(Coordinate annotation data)
========

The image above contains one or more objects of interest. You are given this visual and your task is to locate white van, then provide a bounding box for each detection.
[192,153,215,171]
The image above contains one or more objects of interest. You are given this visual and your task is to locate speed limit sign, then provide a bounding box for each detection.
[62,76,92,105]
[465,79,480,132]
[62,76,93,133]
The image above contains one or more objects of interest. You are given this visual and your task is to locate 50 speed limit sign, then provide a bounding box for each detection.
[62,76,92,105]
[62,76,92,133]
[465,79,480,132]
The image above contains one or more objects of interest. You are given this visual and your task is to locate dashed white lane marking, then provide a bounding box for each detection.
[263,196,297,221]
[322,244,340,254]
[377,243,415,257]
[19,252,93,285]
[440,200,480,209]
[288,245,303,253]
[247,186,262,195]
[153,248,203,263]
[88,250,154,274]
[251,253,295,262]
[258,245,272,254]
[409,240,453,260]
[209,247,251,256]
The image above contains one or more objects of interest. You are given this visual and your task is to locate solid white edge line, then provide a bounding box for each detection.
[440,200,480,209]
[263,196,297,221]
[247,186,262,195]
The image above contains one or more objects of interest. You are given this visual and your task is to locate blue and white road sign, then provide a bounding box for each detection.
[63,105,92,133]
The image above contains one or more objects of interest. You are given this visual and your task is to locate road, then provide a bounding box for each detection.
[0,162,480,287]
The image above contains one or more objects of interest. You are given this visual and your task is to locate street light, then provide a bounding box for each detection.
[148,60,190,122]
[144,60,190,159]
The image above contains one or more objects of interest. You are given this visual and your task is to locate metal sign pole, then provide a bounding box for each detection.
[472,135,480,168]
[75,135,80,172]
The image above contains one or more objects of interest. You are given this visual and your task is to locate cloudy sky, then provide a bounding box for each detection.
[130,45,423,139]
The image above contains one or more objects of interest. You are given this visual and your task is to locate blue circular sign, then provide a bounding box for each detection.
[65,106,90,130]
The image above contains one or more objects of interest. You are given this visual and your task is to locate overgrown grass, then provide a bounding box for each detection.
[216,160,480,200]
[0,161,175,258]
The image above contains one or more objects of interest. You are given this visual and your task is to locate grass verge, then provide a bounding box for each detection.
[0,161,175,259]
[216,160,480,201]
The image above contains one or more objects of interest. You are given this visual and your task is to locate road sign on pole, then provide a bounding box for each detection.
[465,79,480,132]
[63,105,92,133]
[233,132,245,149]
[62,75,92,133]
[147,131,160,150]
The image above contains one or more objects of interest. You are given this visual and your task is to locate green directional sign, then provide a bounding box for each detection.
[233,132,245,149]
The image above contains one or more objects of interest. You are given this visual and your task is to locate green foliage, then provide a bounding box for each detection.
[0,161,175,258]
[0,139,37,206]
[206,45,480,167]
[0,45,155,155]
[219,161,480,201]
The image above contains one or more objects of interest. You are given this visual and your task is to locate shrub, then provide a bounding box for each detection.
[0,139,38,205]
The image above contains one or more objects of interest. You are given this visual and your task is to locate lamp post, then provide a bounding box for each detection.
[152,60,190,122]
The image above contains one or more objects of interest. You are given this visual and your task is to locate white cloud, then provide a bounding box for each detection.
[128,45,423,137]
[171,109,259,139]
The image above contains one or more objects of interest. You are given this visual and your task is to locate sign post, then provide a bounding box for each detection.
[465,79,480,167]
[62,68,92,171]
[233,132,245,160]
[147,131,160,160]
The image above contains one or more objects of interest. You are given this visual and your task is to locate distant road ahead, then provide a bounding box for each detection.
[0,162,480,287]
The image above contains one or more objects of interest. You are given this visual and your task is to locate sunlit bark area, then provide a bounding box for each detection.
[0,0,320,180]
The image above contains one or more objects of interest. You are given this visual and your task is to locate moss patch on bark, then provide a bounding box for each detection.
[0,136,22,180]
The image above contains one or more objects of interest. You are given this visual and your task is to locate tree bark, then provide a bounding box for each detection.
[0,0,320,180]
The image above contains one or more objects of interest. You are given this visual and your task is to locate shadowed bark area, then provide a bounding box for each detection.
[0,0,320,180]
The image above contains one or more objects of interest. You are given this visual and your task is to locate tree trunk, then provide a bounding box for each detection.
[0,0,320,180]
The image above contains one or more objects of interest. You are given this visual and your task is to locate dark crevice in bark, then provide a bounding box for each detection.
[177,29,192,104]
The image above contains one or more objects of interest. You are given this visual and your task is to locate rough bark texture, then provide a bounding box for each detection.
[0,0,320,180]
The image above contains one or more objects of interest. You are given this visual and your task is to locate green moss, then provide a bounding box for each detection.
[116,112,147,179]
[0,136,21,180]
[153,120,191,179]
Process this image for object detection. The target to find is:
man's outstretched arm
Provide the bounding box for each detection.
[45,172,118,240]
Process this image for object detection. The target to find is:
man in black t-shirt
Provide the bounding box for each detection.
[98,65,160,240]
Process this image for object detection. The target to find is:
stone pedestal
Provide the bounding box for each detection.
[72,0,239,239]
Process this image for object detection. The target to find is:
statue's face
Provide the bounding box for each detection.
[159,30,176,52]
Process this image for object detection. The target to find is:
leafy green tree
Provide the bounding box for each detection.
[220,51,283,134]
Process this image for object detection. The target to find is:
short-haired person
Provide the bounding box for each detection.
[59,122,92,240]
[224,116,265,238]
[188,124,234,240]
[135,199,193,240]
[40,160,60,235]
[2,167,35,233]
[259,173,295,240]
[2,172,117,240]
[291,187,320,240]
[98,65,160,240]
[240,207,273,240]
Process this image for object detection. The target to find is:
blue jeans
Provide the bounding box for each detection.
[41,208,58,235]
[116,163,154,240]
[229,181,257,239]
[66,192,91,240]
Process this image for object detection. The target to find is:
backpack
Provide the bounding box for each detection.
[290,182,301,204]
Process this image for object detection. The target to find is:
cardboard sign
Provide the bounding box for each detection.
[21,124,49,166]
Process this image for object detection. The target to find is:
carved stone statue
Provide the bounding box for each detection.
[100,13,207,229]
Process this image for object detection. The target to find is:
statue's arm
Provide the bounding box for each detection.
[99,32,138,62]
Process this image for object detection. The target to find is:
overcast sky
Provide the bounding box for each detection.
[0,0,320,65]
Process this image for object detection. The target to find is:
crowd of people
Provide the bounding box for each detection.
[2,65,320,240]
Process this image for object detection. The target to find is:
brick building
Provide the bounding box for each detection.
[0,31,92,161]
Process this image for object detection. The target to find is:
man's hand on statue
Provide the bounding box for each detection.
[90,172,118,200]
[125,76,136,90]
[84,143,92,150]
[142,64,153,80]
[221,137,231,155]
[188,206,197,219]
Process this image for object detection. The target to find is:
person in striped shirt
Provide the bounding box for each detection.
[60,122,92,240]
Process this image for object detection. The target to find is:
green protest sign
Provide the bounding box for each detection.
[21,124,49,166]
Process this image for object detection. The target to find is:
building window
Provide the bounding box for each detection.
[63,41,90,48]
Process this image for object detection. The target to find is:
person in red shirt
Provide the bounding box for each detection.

========

§ **GIVEN REQUEST**
Update the data above so that every "bounding box" becomes "enclosing rectangle", with everything else left the same.

§ **ANSWER FOR THIS EXERCISE**
The image above contains one or more objects of interest. You are given this visual and your task is to locate white van, then provide a enclosing rectangle for each detection.
[192,153,215,171]
The image above contains one or more objects of interest. You are given this visual and your task is to locate speed limit sign, then provide a enclosing rectangle for each detection.
[62,76,92,105]
[465,79,480,132]
[62,76,93,133]
The image above contains one or more objects of interest. You are given this visual and your task is to locate 50 speed limit sign, then provide a enclosing rectangle for each detection.
[62,76,92,105]
[62,76,92,133]
[465,79,480,132]
The image above contains one or more objects of interest. You are given this visual and your task is to locate dashed white lane marking, then provide a enclosing rectangle for each detection.
[263,196,297,221]
[322,244,340,254]
[377,243,415,257]
[19,252,93,285]
[440,200,480,209]
[288,245,303,253]
[247,186,262,195]
[153,248,203,263]
[88,250,154,274]
[251,253,295,262]
[258,245,272,254]
[409,240,453,260]
[209,247,251,256]
The image above contains one or more objects of interest. You are given this visual and your task is to locate solid white edge line, then provide a enclosing rectangle for each detection.
[440,200,480,209]
[263,196,297,221]
[247,186,262,195]
The image above contains one or more objects of interest. You are given this visual and your task is to locate blue and white road sign, then provide a enclosing rectangle for each detection.
[63,105,92,133]
The image above contains one or more objects of interest. You are given this visual and your task is to locate road, then provide a enclosing rectangle for each detection.
[0,162,480,287]
The image above contains one or more objects of interest. You are given this visual and your task is to locate street light, then provide a enclosing rectangle for each detection.
[148,60,190,122]
[144,60,190,159]
The image above contains one or more objects of interest. You are given this visual and your task is to locate metal sign pole, then provide a enclosing rectangle for each detection.
[472,135,480,168]
[75,135,80,172]
The image above contains one or more objects of interest. You are given this visual and your task is to locate cloudy sky, then provide a enclosing rectangle for each detection.
[130,45,423,139]
The image above contains one or more objects of interest. You are given this visual and your task is to locate blue circular sign, then provide a enclosing rectangle for each detection.
[65,106,90,130]
The image above contains one or more objects of interest. You are given this visual and your task is to locate overgrown grass, then provide a enclosing rectangle for each detection.
[216,160,480,200]
[0,161,175,258]
The image above contains one or more objects of interest. You are given this visual and your task is to locate grass verge, then provide a enclosing rectangle for each detection.
[0,161,175,259]
[216,160,480,201]
The image above contains one or more objects of interest. You are given this visual and your task is to locate road sign on pole, then provide a enclosing rectangle for each detection.
[465,79,480,132]
[63,105,92,133]
[233,132,245,149]
[62,75,92,133]
[147,131,160,150]
The image above contains one or more objects of interest. You are given this visual and your task is to locate green directional sign, then provide a enclosing rectangle for each detection.
[233,132,245,149]
The image above contains one or more objects of interest. You are given this visual and your task is to locate green foliage, then provide a enclosing rectangle for each detection.
[0,161,175,258]
[0,139,37,206]
[206,45,480,167]
[0,45,155,155]
[219,161,480,201]
The image above contains one or more objects of interest. You are given this visual and your task is to locate shrub, then provide a enclosing rectangle for each detection.
[0,139,38,205]
The image above contains one or more objects of interest. You are given this visual and your task is to locate lamp post, then provide a enclosing rectangle for each detection.
[152,60,190,122]
The image above contains one or more objects of interest. You are given this visual and your task is to locate white cloud, then provide a enclosing rectangle for each detection.
[128,45,423,137]
[171,109,259,139]
The image above contains one or more objects of interest. You are given this visual and your task is to locate sign post, then provide a enclosing rectangle for each detection.
[465,79,480,167]
[62,68,92,171]
[233,132,245,160]
[147,131,160,160]
The image above contains one or more objects of interest. You are given this visual and your task is to locate distant road ahead, then provide a enclosing rectangle for each detection.
[0,162,480,287]
The image above contains one or more objects of interest. You are given this visual and your task is to locate sunlit bark area, then provide a enclosing rectangle for each detection.
[0,0,320,180]
The image above contains one or more objects of interest. You are given this visual and your task is to locate moss patch on bark, then provide a enclosing rectangle for each detection.
[0,136,22,180]
The image above contains one or more objects of interest. You are given this visual and your task is to locate tree bark, then provide a enclosing rectangle for each detection.
[0,0,320,180]
The image above contains one or more objects of interest. You are given this visual and your task is to locate shadowed bark area, then provide a enclosing rectangle for each detection.
[0,0,320,180]
The image above contains one or more objects of interest. You are given this visual and your task is to locate tree trunk, then provide a enclosing rectangle for each detection.
[0,0,320,180]
The image above contains one or more objects of interest. You are given this visual and your task is to locate dark crevice in bark, then provide a enclosing rectangle for each detection.
[177,29,192,104]
The image above contains one or more objects of interest. You are given this visual and your task is to locate rough bark texture, then provide a enclosing rectangle for each detection.
[0,0,320,180]
The image above contains one or more objects of interest. You are given this visual and your task is to locate green moss, then provide a enclosing rectangle for each detection.
[116,112,147,179]
[0,136,21,180]
[153,120,191,179]
Process this image for object detection. The target to find is:
man's outstretched arm
Provide the enclosing rectangle for each detection.
[45,172,118,240]
Process this image for object detection. The target to find is:
man in black t-shirt
Provide the enclosing rectangle for each detection.
[98,65,160,240]
Process this image for object detection. The target to find is:
stone pedestal
Provide the enclosing rectangle for each detection.
[72,0,239,239]
Process this image for object detection. The target to find is:
statue's face
Provide the enclosing rectangle for each detection.
[159,30,176,52]
Process this image for object detection. The target to find is:
leafy green tree
Provide the enclosing rectangle for each detection.
[220,51,283,134]
Process this image for object detection. The target to find is:
short-haired person
Provide the enclosing rectangle for each detection.
[59,122,92,240]
[224,116,265,238]
[188,124,234,240]
[135,199,193,240]
[40,160,60,235]
[2,167,35,233]
[259,173,295,240]
[2,172,117,240]
[291,187,320,240]
[98,65,160,240]
[240,207,273,240]
Process this image for object detection. The target to find is:
blue jeans
Provide the enclosing rectangle for each detection.
[41,208,58,235]
[116,163,154,240]
[229,181,257,239]
[66,192,91,240]
Process this image for object detection. The target to find is:
backpack
Provide the enclosing rectangle for each detection.
[290,182,301,204]
Process this image for object detection. The target to find is:
cardboard sign
Provide the enclosing rectangle for each detection.
[21,124,49,166]
Process this image for object detection. The target to find is:
carved stone statue
Provide the enclosing rectangle for each detection.
[100,13,207,229]
Process this image for object detection. The target to find is:
statue's arm
Provide the enclosing rectangle for each detection.
[99,32,138,62]
Process this image for object detection. The target to find is:
overcast sky
Provide the enclosing rectangle for each detection.
[0,0,320,65]
Process this image for object detection. The target to find is:
crowd of people
Provide the enclosing rectangle for each detection.
[2,65,320,240]
Process this image for object detection. The target to find is:
brick building
Provide the enclosing rectangle for each detection.
[0,31,92,161]
Process this image for object detection. The target to find is:
man's hand on statue
Provide the enclosing rectangle for each detection.
[90,172,118,200]
[125,76,136,90]
[84,143,92,150]
[142,64,153,80]
[221,137,231,155]
[188,206,197,219]
Process this image for object detection. The target to find is:
person in striped shirt
Provide the enclosing rectangle for each detection.
[60,122,92,240]
Process this image for object detection. The target to find is:
green protest sign
Provide the enclosing rectangle for each detection.
[21,124,49,166]
Process this image for object detection. The target to find is:
building window
Provide the enclosing rectangle for each detection.
[63,41,90,48]
Process this image for object detection. The target to find is:
person in red shirt
Provide the enclosing rectangle for each detection.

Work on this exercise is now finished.